**Supplied text**

* * * * *

SLM Ensemble
Architecture
MoE

The Magnificent Eight: Why We Built 8 Tiny Models Instead of 1 Big One

12 min readDavid Gornshtein, CTO

You know what's funny? Everyone's racing to build bigger models. 70B parameters, 175B, 405B—the numbers keep climbing. Meanwhile, we're over here training eight 4B-8B models and getting better results for C++ engineering tasks. Not "better for the price" or "better given our constraints"—just better. Let me explain why.

Seven specialized AI models arranged in a circle

Our eight specialist models: C++, CMake, Debug, Shell, Orchestration, Design, Review, and Algorithm SLMs

The Specialization Thesis: Why Jack of All Trades Fails

Here's the problem with generalist models: they're trained on everything. Python, JavaScript, Java, C++, Go, Rust, documentation, conversations, creative writing, code reviews, bug fixes—all mixed together in a trillion-token soup. The model learns patterns, sure, but it learns them averaged across all domains.

When you ask GPT-4 to debug a C++ template metaprogramming error, it's pulling from the same weight matrices that handle Python list comprehensions and JavaScript async/await. The knowledge is there, buried somewhere, but it's competing with every other language pattern it's ever seen. You're getting the average response across all programming contexts, not the expert response for C++.

What Happens When Models Specialize

Instead of one 70B model that knows a little about everything, we have:

  • C++ SLM (7B params): Trained exclusively on 150B tokens of C++ code, discussions, compiler errors, and fixes. It knows the C++ standard library like the back of its hand. Template errors? SFINAE failures? Undefined behavior? This model has seen thousands of examples.

* * * * *

**Exercise set**
**1)** Please translate this sentence from the article on specialized small models into Spanish: "The model learns patterns, sure, but it learns them averaged across all domains."
**2)** Continue the article on specialized small models, picking up right after its final sentence.

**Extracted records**
* * * * *

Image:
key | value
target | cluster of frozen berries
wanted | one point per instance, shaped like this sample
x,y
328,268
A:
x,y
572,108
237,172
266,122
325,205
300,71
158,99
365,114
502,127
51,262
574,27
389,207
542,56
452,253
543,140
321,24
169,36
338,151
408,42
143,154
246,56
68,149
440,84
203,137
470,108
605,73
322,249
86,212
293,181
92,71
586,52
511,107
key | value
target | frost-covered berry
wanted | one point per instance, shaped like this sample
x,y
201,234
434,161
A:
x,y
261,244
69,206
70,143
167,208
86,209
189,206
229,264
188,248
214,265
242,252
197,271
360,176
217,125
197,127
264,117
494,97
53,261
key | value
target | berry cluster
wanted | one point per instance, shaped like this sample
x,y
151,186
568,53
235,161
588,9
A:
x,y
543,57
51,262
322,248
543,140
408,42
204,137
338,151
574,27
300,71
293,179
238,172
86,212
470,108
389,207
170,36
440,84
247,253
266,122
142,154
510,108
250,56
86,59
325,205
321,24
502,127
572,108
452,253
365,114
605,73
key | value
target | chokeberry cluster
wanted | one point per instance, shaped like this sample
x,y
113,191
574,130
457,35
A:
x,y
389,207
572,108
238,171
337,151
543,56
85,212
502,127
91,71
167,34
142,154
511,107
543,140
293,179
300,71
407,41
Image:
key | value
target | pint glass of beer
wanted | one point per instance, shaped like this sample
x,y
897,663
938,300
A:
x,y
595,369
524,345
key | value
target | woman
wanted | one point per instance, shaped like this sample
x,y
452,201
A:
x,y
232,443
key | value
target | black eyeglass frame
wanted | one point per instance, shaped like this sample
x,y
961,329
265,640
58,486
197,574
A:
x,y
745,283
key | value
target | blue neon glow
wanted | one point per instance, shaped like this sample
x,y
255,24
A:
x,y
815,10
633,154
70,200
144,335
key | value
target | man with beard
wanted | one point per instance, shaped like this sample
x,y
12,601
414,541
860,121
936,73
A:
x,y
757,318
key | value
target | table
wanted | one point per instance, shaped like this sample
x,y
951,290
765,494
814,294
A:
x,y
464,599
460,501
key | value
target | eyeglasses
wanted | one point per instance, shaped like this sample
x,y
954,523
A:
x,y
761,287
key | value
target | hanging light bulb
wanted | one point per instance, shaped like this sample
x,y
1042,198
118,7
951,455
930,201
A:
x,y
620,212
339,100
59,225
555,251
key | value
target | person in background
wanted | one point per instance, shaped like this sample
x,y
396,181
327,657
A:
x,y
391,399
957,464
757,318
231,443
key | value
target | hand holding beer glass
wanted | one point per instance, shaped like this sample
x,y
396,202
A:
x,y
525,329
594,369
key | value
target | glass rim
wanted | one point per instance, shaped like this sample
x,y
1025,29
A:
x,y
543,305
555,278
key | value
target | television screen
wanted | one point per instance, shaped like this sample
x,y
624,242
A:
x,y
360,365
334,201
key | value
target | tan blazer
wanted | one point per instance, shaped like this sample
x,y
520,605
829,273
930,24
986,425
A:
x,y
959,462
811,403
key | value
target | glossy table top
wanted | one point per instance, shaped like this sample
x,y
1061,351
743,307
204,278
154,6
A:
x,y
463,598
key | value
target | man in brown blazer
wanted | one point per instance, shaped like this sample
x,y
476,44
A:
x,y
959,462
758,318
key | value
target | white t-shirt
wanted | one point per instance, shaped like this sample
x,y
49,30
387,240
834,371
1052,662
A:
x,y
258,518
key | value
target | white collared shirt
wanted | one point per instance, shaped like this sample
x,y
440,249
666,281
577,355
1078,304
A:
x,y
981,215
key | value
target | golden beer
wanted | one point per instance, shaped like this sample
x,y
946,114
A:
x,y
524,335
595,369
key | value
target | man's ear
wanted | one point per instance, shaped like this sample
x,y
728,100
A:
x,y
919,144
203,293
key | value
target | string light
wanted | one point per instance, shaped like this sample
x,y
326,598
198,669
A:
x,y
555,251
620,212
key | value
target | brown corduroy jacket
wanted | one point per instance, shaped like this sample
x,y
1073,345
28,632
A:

* * * * *

**Answers to the problems**
**1)** El modelo aprende patrones, claro, pero los aprende promediados en todos los dominios.

**2)**
  • CMake SLM (4B params): 100B tokens of CMakeLists.txt files, build configurations, platform-specific quirks. It knows why your cross-compilation is failing before you finish typing the error message.
  • Debug SLM (6B params): Core dumps, GDB sessions, Valgrind output, AddressSanitizer logs. Trained on 120B tokens of actual debugging sessions from real codebases.

Each model is small enough to fit in 48GB GPU memory, fast enough to run on consumer hardware, and specialized enough to outperform GPT-4 in its domain.

The magic is in the focus. A 7B model trained on 150B tokens of only C++ sees way more C++ patterns than a 70B model trained on 1T tokens of everything. It's not about total parameter count—it's about parameters per domain.

Bigger Isn't Always Better: The Math

Comparison: one 70B monolithic model vs seven 4B-8B specialists

70B parameters spread across all knowledge vs. 40B total parameters focused on specific domains

Let's do the math. A 70B parameter model trained on 1 trillion tokens has seen roughly 14 tokens per parameter. Sounds good, right? Except those tokens are spread across every possible domain. For C++ specifically, maybe 5% of the training data—so 50B C++ tokens for 70B parameters. That's 0.7 C++ tokens per parameter.

Our C++ SLM: 7B parameters, 150B C++ tokens. That's 21 tokens per parameter—all C++, no dilution. The model doesn't need to "remember" how Python works or what JavaScript promises do. Every parameter is optimized for one thing: understanding C++.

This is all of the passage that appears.